# taz.de -- Qualitätssprung in die Vergangenheit
       
       > In Sachsen wird gerade an einem neuen Polizeiaufgabengesetz gewerkelt.
       > Gegen die Kompetenzerweiterung der Beamten formiert sich Widerstand, auch
       > weil sich die SPD in der Koalition den sicherheitspolitischen Fantasien
       > der CDU gebeugt hat
       
 (IMG) Bild: Leitungsschau: In Leipzig zeigt die Polizei bei einer Schauveranstaltung ihr zupackendes Wesen
       
       Von René Loch
       
       Normalerweise erhält die Polizei wenig Beifall von Schaulustigen, wenn sie
       brennende Straßenbarrikaden mit Wasserwerfern und Räumpanzern beseitigt
       oder vermummte Randalierer zu Boden reißt. Doch an diesem Samstag Anfang
       Juni ist das anders. Auf dem Gelände der sächsischen Bereitschaftspolizei
       in Leipzig präsentieren die Ordnungshüter*innen beim „Tag der offenen Tür“
       nicht nur ihre Dienstwaffen, -fahrzeuge und -tiere, sondern auch sich
       selbst – als bürgernahe, familienfreundliche und vertrauenswürdige
       Institution. Bei den meisten Besucher*innen hinterlässt das einen guten
       Eindruck; die zahlreichen Kinder sind begeistert.
       
       Dass die Polizei in Sachsen jedoch nicht uneingeschränktes Vertrauen
       genießt, zeigte sich auf der entsprechenden Veranstaltungsseite bei
       Facebook, wo jemand provokativ fragte, ob es vor Ort möglich sein werde,
       „friedliche Demonstranten aufs Übelste zu verprügeln“. Eine weitere
       Nachfrage lautete: „Wird es Handgranaten geben?“ – eine Anspielung auf die
       geplanten Änderungen im sächsischen Polizeigesetz.

------------

== Aufgabenstellung ==
Geben Sie aus dem obigen Artikel über das sächsische Polizeigesetz die Passage wortgetreu wieder, beginnend bei „(IMG) Bild: Leitungsschau: In“ und endend bei „Kinder sind begeistert.“.

== Gegebene Zeilen ==
------------

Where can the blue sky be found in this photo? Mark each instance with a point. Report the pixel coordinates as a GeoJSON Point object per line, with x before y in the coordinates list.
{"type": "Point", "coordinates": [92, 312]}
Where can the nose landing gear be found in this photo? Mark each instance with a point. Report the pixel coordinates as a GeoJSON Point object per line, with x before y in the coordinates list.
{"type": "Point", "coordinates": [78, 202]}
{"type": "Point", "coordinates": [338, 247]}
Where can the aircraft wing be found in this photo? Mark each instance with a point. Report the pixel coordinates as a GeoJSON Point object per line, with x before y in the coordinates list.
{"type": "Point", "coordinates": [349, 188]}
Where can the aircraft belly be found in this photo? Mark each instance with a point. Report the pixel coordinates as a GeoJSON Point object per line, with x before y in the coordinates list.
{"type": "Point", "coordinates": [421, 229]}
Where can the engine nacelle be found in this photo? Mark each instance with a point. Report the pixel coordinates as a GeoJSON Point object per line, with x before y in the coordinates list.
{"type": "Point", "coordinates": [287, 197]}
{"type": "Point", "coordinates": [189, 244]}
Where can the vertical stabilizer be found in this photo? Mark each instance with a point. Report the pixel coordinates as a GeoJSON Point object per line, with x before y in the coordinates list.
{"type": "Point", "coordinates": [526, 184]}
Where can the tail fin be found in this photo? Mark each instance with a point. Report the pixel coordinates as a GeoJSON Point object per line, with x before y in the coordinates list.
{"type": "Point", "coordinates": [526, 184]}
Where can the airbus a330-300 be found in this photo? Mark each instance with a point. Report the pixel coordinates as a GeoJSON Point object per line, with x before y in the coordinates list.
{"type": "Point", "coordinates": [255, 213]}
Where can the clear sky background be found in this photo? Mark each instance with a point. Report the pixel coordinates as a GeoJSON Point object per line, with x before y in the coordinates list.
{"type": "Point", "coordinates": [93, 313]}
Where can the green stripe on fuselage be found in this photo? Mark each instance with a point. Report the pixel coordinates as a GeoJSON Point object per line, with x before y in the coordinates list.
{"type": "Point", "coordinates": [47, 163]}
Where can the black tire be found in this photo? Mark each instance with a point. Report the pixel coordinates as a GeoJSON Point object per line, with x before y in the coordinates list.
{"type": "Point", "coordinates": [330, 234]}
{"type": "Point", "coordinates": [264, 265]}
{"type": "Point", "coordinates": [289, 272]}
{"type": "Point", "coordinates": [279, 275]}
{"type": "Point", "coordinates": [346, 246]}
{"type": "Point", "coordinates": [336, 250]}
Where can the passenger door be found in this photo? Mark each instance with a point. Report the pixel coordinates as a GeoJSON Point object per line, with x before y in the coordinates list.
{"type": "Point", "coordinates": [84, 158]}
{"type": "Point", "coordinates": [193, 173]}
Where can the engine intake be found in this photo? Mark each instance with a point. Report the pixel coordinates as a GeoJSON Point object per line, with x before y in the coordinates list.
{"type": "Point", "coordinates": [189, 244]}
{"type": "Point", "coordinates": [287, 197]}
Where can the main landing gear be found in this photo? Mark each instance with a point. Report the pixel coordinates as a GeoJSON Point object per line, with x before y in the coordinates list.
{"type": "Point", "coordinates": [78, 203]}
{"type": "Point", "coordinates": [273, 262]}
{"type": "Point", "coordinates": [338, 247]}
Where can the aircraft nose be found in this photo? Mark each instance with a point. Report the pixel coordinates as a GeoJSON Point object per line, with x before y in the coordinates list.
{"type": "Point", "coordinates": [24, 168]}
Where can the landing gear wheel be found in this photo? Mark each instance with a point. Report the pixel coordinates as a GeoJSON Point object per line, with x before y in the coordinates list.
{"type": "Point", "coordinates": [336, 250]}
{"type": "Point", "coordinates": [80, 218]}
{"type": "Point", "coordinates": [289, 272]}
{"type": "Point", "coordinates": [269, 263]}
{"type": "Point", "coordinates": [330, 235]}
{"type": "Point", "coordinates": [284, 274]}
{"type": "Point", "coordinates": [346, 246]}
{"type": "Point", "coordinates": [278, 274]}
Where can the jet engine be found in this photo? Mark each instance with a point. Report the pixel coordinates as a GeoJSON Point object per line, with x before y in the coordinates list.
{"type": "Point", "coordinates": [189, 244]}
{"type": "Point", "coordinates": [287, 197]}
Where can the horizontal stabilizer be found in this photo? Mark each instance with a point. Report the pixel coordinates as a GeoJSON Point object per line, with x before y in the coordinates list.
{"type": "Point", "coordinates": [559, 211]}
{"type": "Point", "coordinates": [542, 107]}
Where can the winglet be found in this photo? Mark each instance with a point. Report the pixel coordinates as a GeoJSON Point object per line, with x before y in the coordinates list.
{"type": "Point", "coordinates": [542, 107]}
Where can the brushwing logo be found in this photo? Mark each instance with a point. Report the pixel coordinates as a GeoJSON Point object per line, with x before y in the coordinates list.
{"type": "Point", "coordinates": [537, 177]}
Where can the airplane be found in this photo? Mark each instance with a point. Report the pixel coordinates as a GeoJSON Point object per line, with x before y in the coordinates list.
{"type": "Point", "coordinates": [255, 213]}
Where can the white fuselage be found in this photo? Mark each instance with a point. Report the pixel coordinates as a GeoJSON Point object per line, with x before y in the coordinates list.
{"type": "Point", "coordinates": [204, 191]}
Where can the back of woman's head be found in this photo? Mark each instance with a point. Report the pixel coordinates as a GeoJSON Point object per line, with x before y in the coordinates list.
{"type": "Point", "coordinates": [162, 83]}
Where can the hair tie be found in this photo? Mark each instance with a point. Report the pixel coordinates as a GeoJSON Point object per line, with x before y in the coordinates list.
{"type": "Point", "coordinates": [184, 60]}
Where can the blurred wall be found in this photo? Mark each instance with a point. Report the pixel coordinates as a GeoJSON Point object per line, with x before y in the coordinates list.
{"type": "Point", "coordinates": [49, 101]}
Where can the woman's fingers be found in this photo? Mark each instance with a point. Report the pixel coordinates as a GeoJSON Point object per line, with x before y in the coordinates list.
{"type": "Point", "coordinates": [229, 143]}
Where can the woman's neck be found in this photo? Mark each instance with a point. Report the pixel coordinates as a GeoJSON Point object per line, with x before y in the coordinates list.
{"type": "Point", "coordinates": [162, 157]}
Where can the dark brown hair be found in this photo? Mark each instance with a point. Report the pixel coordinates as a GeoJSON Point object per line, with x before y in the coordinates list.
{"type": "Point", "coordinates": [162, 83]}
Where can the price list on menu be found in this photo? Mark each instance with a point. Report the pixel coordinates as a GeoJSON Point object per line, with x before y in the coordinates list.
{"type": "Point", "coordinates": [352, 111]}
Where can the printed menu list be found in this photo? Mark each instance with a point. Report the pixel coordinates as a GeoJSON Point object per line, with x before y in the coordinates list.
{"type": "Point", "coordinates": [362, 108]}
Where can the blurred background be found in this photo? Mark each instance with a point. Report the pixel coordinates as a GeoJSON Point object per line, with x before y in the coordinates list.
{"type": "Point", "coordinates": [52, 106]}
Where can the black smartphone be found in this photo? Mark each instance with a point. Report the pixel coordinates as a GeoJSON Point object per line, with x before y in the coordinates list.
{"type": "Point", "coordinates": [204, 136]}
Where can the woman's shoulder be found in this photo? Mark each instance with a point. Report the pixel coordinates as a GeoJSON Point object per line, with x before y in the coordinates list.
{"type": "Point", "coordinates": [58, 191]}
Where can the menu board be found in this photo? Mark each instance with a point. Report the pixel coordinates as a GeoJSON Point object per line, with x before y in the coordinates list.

------------

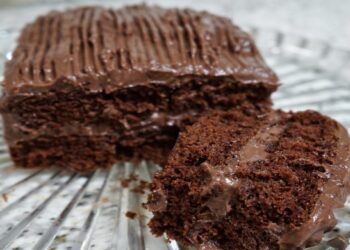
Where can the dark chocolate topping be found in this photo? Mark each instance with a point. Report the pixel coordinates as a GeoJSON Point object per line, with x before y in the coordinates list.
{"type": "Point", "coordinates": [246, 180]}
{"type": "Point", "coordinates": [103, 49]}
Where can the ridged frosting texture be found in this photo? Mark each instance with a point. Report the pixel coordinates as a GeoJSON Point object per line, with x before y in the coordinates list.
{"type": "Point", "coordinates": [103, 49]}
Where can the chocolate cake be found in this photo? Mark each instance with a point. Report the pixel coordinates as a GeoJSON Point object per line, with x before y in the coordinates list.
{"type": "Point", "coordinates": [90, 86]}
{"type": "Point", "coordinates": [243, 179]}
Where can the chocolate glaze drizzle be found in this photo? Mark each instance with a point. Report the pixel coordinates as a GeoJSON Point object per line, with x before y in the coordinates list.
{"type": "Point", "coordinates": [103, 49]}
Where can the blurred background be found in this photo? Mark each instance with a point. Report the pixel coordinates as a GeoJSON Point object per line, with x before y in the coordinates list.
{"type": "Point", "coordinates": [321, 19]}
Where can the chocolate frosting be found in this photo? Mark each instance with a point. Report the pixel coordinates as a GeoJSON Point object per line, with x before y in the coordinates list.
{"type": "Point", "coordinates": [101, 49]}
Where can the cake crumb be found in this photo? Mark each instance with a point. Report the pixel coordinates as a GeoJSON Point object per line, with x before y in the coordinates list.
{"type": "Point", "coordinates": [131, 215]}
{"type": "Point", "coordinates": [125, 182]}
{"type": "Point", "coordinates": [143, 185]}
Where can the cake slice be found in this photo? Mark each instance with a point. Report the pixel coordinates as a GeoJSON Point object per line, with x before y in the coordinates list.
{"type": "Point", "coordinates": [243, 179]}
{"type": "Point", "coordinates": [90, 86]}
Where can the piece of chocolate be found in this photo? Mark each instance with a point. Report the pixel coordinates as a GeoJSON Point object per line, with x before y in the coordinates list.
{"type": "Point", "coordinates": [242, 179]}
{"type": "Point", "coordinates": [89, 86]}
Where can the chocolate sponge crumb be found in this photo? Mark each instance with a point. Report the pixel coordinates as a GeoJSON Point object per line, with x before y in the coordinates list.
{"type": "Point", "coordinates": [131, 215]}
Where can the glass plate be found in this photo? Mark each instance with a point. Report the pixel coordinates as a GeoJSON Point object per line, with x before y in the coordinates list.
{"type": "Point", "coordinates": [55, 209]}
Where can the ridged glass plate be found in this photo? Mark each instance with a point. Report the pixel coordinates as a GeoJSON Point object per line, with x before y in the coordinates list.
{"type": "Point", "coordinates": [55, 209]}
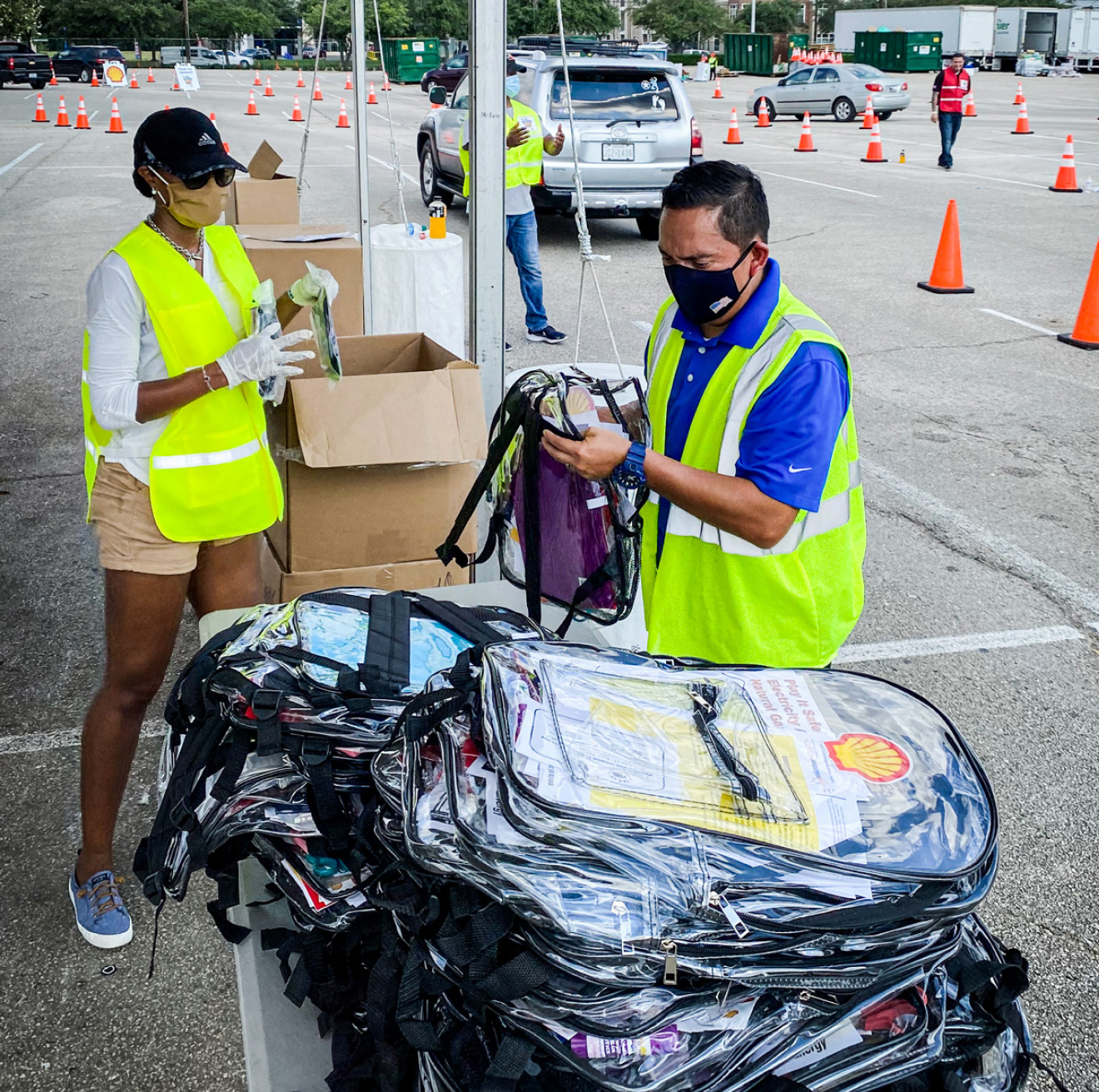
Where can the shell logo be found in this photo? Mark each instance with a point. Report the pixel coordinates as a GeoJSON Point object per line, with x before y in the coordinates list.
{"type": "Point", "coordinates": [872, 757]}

------------

== Lösung ==
(IMG) Bild: Leitungsschau: In Leipzig zeigt die Polizei bei einer Schauveranstaltung ihr zupackendes Wesen
       
       Von René Loch
       
       Normalerweise erhält die Polizei wenig Beifall von Schaulustigen, wenn sie
       brennende Straßenbarrikaden mit Wasserwerfern und Räumpanzern beseitigt
       oder vermummte Randalierer zu Boden reißt. Doch an diesem Samstag Anfang
       Juni ist das anders. Auf dem Gelände der sächsischen Bereitschaftspolizei
       in Leipzig präsentieren die Ordnungshüter*innen beim „Tag der offenen Tür“
       nicht nur ihre Dienstwaffen, -fahrzeuge und -tiere, sondern auch sich
       selbst – als bürgernahe, familienfreundliche und vertrauenswürdige
       Institution. Bei den meisten Besucher*innen hinterlässt das einen guten
       Eindruck; die zahlreichen Kinder sind begeistert.